** BEGIN Data in this exercise **

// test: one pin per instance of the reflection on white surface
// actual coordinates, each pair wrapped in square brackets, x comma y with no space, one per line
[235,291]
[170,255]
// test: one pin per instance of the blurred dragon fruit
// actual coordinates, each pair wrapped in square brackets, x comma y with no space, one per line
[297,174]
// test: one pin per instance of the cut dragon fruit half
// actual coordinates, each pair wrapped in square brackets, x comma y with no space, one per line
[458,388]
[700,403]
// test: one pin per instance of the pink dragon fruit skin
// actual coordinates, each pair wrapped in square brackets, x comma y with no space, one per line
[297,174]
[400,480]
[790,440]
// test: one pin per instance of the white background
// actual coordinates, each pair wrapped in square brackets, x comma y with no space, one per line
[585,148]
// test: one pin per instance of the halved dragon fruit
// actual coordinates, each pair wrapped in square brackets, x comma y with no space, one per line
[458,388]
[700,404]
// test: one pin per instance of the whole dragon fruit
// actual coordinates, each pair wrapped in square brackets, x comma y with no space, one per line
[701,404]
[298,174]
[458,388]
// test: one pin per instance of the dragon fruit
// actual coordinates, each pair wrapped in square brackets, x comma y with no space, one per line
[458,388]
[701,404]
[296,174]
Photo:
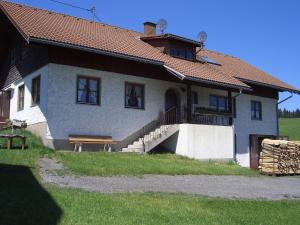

** END Data in this exercise **

Format every line of the records above as a numbered list, skipping any blank lines. Leave the pictures out of your answer.

*Solution for this problem*:
1. // test: one pin per instance of the reflection on white surface
2. // actual coordinates, each pair wrapped in square brackets, x comma y with no space, one per line
3. [235,291]
4. [170,255]
5. // test: one pin per instance of the blurred dragon fruit
6. // actual coordinates, each pair wrapped in square brackets, x comma y with no space, one per line
7. [297,174]
8. // test: one pin per instance of the cut dragon fruit half
9. // actual coordinates, each pair wrapped in square brackets, x comma y with no space, one per line
10. [458,388]
11. [700,403]
12. // test: one pin per instance of the pink dragon fruit skin
13. // actual coordinates, each pair wrapped in square brackets, x comma y with no space, one per line
14. [297,174]
15. [400,480]
16. [790,440]
17. // test: one pin per instance of the white background
18. // actual coordinates, each pair wrapped in square brackets, x comma y with no space, one per line
19. [585,148]
20. // test: one pin per instance of the halved dragon fruit
21. // actual coordinates, each pair wrapped in square brackets, x comma y with no space, one per line
22. [458,388]
23. [700,404]
24. // test: one pin per instance of the whole dragon fruit
25. // actual coordinates, each pair wrapped in square brackets, x comma y with no space, one per line
26. [701,404]
27. [298,174]
28. [458,388]
29. // test: one pin per instance of the dragon fruit
30. // actual coordinates, each pair wrapped in square brackets, x comma y with no space, one per line
31. [458,388]
32. [701,404]
33. [296,174]
34. Photo:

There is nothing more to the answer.